Work required: Write each line word for word, from the line that contains "Tag every instance of the raised" through the last line of the material below.

++++ Provided information

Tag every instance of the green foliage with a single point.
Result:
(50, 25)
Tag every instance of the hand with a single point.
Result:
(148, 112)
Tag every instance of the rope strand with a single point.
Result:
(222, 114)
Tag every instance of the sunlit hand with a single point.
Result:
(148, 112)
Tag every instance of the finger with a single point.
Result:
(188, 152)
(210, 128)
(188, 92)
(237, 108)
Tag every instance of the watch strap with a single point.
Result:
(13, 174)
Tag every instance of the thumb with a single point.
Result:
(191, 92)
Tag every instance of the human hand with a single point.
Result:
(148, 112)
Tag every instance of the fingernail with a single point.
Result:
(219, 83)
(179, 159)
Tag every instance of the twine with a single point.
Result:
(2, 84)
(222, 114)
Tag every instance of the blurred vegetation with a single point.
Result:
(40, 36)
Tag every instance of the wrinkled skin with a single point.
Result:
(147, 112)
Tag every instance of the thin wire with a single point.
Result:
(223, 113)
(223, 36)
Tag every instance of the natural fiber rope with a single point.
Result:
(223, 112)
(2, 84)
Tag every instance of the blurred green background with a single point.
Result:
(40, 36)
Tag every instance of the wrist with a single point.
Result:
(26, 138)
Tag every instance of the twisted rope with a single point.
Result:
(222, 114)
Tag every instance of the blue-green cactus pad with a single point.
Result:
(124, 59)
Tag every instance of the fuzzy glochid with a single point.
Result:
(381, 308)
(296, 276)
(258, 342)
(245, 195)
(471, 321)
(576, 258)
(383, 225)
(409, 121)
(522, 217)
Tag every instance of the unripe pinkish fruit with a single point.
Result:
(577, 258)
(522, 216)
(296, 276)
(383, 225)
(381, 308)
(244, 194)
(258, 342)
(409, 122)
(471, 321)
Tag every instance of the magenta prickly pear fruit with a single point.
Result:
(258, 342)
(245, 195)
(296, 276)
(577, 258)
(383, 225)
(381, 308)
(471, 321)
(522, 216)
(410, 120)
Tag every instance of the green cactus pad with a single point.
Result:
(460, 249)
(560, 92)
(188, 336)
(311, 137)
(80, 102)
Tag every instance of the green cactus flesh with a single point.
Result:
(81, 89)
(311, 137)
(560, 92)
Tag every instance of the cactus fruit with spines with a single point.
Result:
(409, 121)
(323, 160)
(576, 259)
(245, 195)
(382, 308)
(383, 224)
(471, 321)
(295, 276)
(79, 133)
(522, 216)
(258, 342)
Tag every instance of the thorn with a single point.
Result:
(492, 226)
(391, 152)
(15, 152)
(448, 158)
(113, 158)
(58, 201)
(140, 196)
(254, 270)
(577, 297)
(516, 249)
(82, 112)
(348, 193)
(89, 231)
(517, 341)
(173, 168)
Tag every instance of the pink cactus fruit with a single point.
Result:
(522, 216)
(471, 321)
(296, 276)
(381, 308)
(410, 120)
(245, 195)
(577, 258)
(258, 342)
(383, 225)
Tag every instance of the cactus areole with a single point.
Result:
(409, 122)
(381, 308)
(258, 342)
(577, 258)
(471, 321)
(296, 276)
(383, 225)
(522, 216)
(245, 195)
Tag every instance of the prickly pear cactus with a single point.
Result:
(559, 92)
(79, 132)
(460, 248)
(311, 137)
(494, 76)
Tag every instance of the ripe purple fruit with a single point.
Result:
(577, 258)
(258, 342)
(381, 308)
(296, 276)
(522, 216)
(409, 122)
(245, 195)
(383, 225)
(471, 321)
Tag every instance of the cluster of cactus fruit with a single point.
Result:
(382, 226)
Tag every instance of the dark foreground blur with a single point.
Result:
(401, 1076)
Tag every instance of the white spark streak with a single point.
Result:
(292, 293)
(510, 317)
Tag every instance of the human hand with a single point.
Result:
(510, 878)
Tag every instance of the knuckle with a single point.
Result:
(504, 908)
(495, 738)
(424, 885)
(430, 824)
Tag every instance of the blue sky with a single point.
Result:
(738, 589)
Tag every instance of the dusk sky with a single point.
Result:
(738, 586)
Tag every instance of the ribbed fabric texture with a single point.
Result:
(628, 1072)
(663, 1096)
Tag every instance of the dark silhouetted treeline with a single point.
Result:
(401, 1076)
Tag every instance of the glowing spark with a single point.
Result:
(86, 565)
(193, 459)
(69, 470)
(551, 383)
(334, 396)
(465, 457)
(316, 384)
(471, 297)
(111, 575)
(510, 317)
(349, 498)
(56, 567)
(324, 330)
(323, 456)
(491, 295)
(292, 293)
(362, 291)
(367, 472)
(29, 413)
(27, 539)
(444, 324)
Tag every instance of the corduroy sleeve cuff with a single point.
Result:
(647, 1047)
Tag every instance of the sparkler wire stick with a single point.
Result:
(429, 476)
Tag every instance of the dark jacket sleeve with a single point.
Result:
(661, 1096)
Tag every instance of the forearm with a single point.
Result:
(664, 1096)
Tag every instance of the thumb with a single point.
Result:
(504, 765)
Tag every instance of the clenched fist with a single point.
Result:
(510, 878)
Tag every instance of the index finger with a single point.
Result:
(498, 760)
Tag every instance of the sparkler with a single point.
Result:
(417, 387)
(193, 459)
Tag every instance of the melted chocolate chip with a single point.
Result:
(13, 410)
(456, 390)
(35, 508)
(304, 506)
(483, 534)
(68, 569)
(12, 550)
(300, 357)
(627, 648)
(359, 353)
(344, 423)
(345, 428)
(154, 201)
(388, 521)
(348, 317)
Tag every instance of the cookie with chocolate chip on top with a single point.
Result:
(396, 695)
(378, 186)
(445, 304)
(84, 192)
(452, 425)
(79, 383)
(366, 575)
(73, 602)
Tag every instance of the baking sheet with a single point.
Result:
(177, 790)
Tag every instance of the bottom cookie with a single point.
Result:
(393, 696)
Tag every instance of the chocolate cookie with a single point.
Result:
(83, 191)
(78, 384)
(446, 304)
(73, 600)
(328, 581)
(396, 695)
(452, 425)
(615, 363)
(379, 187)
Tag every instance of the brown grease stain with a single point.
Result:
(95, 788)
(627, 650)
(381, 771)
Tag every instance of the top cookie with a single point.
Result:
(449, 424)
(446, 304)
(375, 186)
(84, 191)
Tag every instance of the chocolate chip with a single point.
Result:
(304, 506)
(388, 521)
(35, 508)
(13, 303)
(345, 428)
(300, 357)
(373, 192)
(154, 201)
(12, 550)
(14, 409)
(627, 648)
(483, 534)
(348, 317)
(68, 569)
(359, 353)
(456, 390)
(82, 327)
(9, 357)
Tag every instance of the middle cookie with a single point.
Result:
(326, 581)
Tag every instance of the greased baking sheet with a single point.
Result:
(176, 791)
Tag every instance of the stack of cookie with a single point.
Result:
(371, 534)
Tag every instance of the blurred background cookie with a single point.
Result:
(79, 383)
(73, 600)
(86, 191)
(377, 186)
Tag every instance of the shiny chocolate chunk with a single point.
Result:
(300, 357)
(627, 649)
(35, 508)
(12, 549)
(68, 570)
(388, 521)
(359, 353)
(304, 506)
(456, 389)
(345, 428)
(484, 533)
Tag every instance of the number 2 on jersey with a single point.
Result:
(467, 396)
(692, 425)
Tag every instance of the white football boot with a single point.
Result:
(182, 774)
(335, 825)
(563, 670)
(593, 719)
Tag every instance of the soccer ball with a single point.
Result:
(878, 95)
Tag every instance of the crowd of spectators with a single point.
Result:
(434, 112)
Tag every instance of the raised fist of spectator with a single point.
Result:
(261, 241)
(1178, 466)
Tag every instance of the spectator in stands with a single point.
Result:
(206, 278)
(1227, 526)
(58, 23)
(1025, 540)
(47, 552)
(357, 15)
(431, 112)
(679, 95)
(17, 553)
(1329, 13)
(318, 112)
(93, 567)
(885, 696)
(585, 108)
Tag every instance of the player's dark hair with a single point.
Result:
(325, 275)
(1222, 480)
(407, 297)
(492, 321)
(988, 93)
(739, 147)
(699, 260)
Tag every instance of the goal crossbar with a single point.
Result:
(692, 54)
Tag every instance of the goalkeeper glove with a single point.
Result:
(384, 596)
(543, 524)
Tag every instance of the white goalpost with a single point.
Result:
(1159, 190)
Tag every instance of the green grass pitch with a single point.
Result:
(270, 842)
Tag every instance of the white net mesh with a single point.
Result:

++++++++

Full answer:
Tag every instance of the raised fist of spectator with a single point.
Result:
(261, 241)
(1178, 466)
Tag every instance of the spectator in stands with a single point.
Result:
(206, 278)
(1227, 526)
(58, 23)
(1025, 540)
(47, 552)
(357, 15)
(431, 112)
(679, 95)
(17, 553)
(1329, 13)
(318, 112)
(93, 567)
(885, 696)
(585, 108)
Tag every instance of the player's dark hair with a single point.
Result:
(325, 275)
(1222, 480)
(407, 297)
(492, 321)
(988, 93)
(739, 147)
(699, 260)
Tag every instance of the goal crossbar with a single point.
Result:
(692, 54)
Tag every instance of the goalkeeper glove with a single point.
Result:
(384, 596)
(543, 524)
Tag every instance of the white goalpost with a single point.
Result:
(1159, 190)
Tag every instance of the green grass pitch with a single point.
Result:
(270, 842)
Tag every instance of the white net mesh with a single point.
Result:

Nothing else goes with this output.